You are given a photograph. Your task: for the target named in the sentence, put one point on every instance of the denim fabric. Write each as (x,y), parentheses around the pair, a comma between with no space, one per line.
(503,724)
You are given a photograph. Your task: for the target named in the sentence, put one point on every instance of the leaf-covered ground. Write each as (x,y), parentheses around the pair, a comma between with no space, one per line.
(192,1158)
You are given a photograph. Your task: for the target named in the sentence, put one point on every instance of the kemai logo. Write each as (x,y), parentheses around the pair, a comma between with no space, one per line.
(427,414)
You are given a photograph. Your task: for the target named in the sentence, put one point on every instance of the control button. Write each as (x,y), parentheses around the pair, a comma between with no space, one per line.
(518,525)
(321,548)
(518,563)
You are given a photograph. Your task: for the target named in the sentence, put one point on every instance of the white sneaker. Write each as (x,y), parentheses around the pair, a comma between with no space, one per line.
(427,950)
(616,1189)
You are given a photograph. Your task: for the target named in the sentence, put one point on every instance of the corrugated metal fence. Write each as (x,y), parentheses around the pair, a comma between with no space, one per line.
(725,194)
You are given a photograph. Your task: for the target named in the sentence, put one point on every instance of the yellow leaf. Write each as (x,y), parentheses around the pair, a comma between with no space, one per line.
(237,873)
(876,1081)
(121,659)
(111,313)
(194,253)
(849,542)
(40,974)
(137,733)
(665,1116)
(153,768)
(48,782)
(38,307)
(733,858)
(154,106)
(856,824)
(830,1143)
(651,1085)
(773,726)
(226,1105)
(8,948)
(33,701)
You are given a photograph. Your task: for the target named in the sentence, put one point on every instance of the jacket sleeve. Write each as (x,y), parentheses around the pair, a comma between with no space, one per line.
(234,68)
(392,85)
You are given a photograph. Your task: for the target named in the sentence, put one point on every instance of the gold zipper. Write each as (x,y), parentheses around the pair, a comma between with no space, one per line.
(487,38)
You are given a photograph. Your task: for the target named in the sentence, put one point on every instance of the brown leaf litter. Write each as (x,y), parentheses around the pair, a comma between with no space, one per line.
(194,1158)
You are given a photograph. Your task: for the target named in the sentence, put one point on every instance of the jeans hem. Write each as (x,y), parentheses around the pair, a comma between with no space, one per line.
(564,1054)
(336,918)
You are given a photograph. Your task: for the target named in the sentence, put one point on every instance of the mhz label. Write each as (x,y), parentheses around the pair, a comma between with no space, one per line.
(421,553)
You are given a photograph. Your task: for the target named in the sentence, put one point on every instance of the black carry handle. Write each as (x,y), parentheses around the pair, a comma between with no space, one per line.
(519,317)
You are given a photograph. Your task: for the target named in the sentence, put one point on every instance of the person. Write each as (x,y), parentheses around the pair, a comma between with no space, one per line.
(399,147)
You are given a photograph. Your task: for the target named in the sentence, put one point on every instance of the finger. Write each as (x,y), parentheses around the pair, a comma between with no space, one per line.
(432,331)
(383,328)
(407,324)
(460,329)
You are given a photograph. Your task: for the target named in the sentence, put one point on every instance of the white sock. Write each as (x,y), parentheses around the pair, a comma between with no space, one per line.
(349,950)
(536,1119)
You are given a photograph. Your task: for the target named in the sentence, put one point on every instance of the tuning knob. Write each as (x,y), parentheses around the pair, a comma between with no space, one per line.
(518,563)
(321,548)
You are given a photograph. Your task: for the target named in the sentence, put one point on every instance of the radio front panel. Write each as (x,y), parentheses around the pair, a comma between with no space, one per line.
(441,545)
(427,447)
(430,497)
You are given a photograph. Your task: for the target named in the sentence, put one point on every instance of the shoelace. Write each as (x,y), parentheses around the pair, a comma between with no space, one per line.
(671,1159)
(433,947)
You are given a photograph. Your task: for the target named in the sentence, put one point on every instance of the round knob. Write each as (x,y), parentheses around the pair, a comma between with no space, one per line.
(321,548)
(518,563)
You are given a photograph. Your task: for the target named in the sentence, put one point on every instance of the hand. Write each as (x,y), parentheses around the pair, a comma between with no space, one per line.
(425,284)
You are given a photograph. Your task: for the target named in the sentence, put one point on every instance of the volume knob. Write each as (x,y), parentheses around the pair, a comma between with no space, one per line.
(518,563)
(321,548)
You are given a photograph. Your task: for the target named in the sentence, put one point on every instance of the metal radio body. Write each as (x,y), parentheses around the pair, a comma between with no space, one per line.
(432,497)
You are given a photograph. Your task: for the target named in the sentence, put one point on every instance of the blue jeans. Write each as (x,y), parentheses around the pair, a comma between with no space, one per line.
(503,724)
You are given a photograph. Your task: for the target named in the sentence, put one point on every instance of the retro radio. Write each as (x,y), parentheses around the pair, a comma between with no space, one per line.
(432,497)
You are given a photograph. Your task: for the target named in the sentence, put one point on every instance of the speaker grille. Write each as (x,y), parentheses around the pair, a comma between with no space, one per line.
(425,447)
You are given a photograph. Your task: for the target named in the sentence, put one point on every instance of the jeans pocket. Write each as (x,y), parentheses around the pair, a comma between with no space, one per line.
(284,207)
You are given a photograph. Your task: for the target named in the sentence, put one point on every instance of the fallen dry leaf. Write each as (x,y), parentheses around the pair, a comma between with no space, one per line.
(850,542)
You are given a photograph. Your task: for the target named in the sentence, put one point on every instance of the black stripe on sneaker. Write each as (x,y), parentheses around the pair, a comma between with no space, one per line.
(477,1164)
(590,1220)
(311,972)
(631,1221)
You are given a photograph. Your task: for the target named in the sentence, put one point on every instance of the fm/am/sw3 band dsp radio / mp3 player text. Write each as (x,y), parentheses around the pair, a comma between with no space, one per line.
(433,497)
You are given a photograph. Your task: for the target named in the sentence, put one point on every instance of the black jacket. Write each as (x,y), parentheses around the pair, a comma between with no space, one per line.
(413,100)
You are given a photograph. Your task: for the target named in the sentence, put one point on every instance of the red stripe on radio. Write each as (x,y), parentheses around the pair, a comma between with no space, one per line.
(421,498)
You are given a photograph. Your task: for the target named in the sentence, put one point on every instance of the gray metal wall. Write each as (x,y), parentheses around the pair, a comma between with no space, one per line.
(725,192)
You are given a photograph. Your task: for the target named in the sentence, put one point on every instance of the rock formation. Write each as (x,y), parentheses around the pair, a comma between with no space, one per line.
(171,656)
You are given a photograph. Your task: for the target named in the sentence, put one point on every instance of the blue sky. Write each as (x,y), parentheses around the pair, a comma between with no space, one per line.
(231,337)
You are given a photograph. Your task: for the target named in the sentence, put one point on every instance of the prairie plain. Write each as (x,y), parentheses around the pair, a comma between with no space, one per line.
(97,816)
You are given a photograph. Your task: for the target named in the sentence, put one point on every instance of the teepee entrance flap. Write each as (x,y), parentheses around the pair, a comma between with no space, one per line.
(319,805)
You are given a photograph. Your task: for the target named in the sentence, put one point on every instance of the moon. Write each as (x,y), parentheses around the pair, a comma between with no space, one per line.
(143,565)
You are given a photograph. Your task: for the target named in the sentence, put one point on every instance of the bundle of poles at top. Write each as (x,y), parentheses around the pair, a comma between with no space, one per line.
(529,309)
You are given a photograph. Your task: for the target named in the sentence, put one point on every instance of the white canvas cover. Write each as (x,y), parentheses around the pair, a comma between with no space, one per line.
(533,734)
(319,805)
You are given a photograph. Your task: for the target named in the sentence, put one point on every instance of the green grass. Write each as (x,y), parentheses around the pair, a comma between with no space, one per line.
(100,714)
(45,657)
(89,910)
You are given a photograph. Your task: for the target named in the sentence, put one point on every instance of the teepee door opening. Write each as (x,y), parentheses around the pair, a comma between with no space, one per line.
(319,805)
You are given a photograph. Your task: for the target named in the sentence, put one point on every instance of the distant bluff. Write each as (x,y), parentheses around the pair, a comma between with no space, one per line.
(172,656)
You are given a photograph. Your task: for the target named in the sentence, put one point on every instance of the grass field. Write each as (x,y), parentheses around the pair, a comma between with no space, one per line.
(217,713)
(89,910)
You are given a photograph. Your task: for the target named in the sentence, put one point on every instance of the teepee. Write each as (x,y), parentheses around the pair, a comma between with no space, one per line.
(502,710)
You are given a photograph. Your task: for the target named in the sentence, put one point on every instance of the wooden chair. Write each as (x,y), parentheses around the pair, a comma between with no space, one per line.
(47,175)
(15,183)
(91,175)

*GIVEN TASK*
Nothing outside the span should appear: transcribe the lines from the one containing "of the teepee." through the last line of the records.

*ANSWER IN FULL*
You are given a photograph. Your task: for the target named in the sentence, put one point on every instance of the teepee. Write each as (x,y), parentheses around the pair, a comma between with no space, one per line.
(502,710)
You are given a photograph. Your task: for the target named in the sentence, put one point on every instance of the wooden chair. Write each as (x,y), parentheses around the pair, a comma between with no space, one per line.
(47,175)
(15,183)
(91,175)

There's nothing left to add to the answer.